WHAT IS BEING ASKED – Arrange the items from the line containing "Exercise. For every instance of the potted" through the end of the items as a Markdown table with the columns "Number" and "Entry". Put one line in each row, number the rows, and leave out blank lines.

DATA EXCERPTS –
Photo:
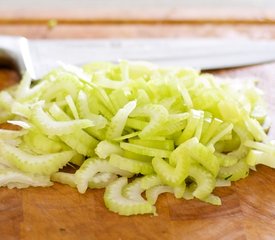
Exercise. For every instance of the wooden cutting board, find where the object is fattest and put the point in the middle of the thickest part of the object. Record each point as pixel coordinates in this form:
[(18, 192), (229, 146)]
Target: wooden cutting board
[(60, 212)]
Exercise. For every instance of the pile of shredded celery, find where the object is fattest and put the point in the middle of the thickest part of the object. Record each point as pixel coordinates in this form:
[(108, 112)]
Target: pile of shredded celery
[(136, 130)]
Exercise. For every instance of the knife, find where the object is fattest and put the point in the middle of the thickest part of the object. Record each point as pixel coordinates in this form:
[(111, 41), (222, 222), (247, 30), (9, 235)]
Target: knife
[(39, 56)]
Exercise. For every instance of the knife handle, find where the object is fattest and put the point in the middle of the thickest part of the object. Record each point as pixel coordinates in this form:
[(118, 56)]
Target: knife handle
[(12, 50)]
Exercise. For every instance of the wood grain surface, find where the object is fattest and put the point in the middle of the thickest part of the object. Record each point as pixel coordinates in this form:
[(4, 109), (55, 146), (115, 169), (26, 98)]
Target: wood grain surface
[(60, 212)]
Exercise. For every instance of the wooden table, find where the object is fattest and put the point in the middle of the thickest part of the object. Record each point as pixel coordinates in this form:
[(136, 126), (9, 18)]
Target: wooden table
[(60, 212)]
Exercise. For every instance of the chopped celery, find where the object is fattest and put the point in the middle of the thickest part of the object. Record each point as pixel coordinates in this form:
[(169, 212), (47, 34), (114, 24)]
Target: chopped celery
[(135, 129)]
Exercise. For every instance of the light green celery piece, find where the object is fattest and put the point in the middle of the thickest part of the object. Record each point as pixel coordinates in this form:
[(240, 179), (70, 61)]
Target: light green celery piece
[(116, 202), (102, 180), (6, 134), (127, 136), (131, 165), (153, 193), (133, 190), (149, 181), (172, 176), (105, 148), (259, 113), (15, 179), (175, 123), (233, 173), (204, 180), (39, 164), (157, 114), (21, 109), (230, 111), (224, 129), (147, 151), (198, 132), (64, 178), (26, 93), (51, 127), (80, 140), (136, 123), (205, 157), (72, 106), (142, 97), (187, 100), (94, 131), (256, 157), (242, 149), (118, 122), (35, 138), (160, 144), (128, 154), (211, 130), (192, 124), (85, 111), (91, 167), (226, 160), (77, 159), (86, 104), (183, 150), (103, 98), (124, 70)]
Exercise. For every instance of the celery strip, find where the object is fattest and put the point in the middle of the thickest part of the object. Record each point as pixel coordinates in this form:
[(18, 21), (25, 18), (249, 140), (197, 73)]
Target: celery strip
[(116, 202)]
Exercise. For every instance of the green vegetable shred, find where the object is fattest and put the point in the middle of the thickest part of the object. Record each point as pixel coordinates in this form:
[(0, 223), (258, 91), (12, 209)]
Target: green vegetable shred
[(134, 129)]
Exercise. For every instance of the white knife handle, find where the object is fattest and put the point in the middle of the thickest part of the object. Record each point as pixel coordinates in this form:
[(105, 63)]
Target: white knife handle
[(12, 53)]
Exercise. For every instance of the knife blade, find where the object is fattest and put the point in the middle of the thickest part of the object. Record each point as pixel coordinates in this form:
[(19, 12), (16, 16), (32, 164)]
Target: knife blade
[(39, 56)]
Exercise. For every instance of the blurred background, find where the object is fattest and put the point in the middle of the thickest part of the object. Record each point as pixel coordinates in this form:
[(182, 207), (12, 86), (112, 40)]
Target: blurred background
[(142, 18)]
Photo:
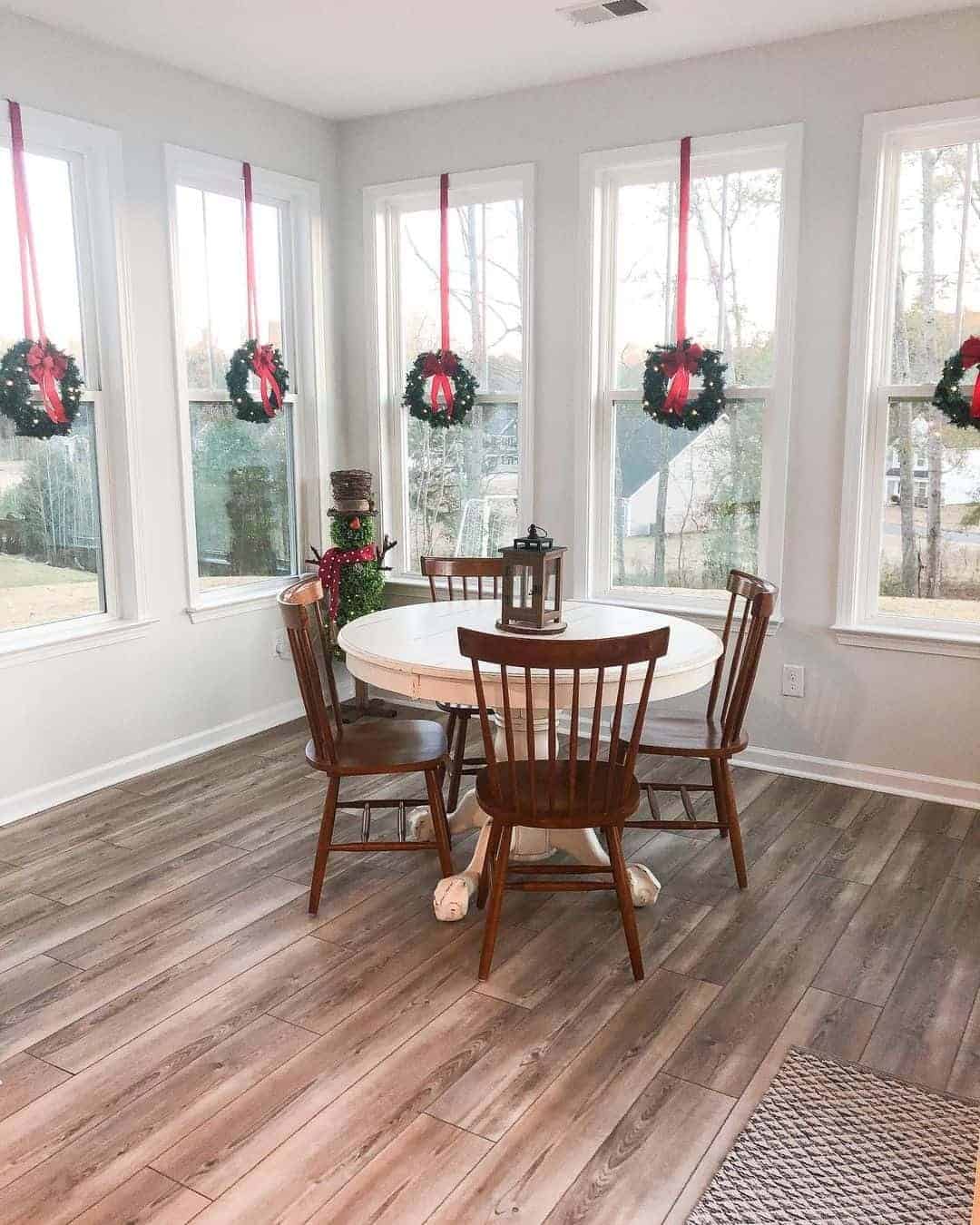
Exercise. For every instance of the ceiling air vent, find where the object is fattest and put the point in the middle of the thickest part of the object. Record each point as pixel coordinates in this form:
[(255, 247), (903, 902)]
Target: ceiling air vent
[(591, 14)]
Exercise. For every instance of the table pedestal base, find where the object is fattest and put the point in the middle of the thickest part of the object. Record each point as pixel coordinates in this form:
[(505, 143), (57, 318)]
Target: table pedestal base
[(454, 893)]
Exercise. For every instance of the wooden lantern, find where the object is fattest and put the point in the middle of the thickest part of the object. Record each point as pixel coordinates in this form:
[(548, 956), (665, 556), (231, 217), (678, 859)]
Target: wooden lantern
[(532, 584)]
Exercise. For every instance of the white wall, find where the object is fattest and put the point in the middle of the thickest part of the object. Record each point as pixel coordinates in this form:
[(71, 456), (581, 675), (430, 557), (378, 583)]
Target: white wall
[(73, 723), (893, 710)]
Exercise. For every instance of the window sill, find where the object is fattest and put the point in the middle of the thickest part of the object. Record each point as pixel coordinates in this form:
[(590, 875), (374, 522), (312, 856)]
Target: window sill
[(238, 599), (64, 639), (921, 642)]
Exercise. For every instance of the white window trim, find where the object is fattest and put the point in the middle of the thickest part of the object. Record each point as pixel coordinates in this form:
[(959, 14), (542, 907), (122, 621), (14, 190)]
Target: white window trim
[(886, 136), (385, 378), (303, 297), (774, 146), (98, 195)]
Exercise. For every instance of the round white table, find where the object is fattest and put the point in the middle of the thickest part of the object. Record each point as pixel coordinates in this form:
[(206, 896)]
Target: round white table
[(413, 651)]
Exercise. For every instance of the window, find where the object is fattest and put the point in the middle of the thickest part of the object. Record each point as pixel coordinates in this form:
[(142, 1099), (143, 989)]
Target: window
[(912, 553), (669, 512), (67, 541), (457, 492), (242, 476)]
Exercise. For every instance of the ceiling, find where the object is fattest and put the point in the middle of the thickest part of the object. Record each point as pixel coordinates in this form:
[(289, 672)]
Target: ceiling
[(349, 58)]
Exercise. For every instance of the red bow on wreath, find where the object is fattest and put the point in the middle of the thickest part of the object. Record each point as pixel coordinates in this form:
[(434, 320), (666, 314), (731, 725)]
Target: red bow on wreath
[(969, 354), (438, 367), (46, 367), (263, 364)]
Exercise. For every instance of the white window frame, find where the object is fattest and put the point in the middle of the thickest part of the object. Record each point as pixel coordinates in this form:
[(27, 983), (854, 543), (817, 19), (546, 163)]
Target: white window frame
[(601, 175), (382, 207), (301, 288), (98, 195), (859, 622)]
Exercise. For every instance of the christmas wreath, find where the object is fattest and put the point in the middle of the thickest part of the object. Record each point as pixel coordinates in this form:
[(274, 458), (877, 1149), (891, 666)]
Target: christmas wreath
[(948, 398), (266, 363), (38, 364), (454, 391), (667, 380)]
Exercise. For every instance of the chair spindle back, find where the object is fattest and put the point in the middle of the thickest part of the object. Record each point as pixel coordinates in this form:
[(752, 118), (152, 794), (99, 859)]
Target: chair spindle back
[(476, 578), (759, 601), (299, 604), (564, 664)]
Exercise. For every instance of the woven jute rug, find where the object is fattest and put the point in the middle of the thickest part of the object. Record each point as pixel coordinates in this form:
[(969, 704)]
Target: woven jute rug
[(838, 1143)]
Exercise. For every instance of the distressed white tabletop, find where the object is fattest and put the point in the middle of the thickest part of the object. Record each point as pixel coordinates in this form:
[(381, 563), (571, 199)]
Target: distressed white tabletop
[(414, 651)]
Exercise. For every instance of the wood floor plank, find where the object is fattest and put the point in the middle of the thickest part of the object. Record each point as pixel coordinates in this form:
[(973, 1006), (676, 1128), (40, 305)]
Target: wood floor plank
[(822, 1021), (641, 1166), (60, 1006), (872, 949), (112, 1085), (920, 1028), (250, 1129), (308, 1169), (118, 1147), (65, 923), (727, 1046), (409, 1179), (870, 838), (22, 1080), (723, 941), (146, 1197), (528, 1171)]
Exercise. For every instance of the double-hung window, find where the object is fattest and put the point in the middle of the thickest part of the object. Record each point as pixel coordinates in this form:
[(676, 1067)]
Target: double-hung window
[(910, 534), (242, 479), (67, 534), (457, 492), (667, 512)]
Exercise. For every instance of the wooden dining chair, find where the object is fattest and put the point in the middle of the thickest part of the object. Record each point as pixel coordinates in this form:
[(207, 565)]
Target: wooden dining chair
[(718, 737), (475, 578), (402, 746), (569, 793)]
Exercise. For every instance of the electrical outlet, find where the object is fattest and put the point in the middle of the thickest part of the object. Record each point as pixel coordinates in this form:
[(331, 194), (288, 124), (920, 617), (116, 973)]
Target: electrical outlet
[(794, 680)]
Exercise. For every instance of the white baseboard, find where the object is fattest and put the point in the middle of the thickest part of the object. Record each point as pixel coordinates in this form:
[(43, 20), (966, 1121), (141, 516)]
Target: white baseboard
[(84, 781), (874, 778)]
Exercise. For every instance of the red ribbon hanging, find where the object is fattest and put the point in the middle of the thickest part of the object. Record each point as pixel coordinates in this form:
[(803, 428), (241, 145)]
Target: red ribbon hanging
[(444, 365), (329, 567), (45, 365), (263, 357), (681, 363), (969, 354)]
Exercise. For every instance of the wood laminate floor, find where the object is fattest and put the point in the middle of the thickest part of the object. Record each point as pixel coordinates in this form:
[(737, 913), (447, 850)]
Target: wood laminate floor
[(179, 1040)]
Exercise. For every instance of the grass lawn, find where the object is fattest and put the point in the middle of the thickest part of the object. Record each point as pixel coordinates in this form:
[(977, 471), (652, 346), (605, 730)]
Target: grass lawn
[(32, 593)]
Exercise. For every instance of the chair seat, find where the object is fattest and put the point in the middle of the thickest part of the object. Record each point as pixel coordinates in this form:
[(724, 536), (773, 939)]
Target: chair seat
[(386, 746), (588, 804), (686, 737)]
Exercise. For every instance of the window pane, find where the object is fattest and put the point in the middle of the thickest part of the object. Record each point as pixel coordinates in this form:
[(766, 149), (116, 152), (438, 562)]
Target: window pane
[(937, 280), (732, 272), (930, 548), (462, 485), (49, 188), (485, 279), (51, 535), (242, 496), (685, 506), (211, 245)]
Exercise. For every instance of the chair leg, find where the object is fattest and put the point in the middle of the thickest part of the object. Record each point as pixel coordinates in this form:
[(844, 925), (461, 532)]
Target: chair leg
[(450, 732), (720, 795), (322, 846), (614, 840), (496, 900), (440, 825), (731, 821), (456, 766), (486, 872)]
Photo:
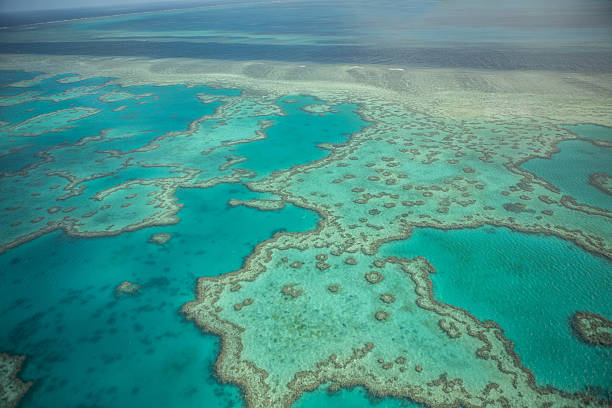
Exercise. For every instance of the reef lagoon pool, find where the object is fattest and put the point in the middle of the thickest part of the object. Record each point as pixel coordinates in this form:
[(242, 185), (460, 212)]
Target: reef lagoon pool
[(305, 204)]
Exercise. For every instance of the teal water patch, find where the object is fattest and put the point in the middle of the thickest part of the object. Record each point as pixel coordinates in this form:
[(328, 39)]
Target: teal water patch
[(294, 138), (349, 398), (8, 77), (86, 347), (530, 285), (591, 132), (570, 169), (152, 112)]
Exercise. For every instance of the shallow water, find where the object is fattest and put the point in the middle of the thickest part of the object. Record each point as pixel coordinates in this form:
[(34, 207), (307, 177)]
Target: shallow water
[(85, 346), (530, 285), (570, 169)]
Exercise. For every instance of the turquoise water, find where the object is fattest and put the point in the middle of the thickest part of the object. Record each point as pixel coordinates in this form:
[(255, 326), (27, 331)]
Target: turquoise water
[(87, 348), (530, 285), (349, 398), (170, 108), (293, 139), (570, 168), (592, 132)]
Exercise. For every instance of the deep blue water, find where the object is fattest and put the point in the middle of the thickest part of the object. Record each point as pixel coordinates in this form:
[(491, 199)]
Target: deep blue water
[(555, 35)]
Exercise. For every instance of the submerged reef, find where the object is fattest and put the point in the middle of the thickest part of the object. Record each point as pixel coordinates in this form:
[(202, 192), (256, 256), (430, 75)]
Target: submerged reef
[(12, 389), (592, 328), (127, 288), (321, 306), (403, 171)]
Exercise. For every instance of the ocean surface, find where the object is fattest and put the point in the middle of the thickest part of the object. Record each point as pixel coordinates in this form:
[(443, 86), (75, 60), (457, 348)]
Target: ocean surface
[(171, 159)]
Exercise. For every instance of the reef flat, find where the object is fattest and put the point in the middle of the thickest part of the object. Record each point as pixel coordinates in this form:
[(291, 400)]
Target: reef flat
[(325, 306), (12, 389)]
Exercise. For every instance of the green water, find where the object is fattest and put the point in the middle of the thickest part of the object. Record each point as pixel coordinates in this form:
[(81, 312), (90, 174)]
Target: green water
[(569, 169), (87, 348), (530, 285)]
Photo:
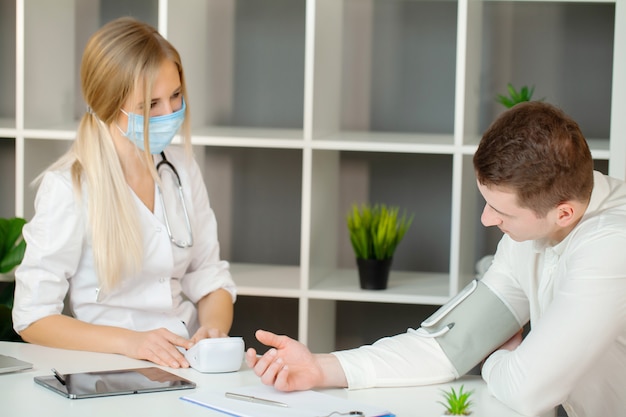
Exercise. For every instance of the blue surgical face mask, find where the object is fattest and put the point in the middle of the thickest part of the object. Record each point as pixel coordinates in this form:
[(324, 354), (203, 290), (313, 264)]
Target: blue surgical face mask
[(162, 129)]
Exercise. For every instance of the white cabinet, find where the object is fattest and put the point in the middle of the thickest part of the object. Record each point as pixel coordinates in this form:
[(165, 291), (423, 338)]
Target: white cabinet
[(300, 108)]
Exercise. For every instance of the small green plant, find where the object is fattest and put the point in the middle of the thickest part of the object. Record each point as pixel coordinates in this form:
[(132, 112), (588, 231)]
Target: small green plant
[(12, 247), (457, 404), (524, 94), (12, 244), (376, 231)]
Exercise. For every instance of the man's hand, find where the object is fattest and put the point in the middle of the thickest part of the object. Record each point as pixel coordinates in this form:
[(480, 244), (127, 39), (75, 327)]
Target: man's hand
[(289, 365)]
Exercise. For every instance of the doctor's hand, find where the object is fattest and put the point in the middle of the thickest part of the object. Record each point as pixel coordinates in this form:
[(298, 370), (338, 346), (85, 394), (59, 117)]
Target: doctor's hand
[(158, 346), (290, 366)]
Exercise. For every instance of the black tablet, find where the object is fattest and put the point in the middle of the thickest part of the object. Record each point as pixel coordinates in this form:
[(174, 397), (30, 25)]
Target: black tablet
[(117, 382)]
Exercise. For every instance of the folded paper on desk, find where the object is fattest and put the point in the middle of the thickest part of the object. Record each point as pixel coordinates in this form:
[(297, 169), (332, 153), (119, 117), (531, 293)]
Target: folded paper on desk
[(299, 404)]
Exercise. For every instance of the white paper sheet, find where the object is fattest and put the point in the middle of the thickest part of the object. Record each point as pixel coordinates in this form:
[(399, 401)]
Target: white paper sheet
[(300, 404)]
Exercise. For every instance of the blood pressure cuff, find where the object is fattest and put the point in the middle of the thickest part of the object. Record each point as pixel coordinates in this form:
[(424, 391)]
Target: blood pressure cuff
[(470, 326)]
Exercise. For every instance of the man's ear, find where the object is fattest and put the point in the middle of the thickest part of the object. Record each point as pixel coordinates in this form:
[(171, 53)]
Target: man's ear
[(567, 213)]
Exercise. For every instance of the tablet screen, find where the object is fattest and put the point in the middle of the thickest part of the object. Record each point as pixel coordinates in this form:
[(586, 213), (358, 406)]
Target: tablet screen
[(118, 382)]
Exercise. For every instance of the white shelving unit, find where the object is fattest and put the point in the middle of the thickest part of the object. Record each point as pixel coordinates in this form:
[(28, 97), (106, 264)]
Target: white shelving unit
[(302, 107)]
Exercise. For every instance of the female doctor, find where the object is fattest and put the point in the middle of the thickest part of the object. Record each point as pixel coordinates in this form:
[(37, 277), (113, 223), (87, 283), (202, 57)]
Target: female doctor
[(133, 257)]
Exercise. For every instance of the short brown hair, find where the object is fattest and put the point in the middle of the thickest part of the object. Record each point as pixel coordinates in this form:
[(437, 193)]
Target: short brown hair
[(540, 153)]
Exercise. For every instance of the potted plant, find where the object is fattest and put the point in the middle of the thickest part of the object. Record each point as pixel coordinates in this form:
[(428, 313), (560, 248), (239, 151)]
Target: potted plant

WRITTEN ANSWER –
| Number | Entry |
|---|---|
| 1 | Exercise. For every instance of the potted plant, find where the object is fattest and put the point in the middle of the thickest part of the object. Record each point as pixel coordinates in this form: |
| 2 | [(428, 313), (560, 248), (239, 151)] |
| 3 | Target: potted plant |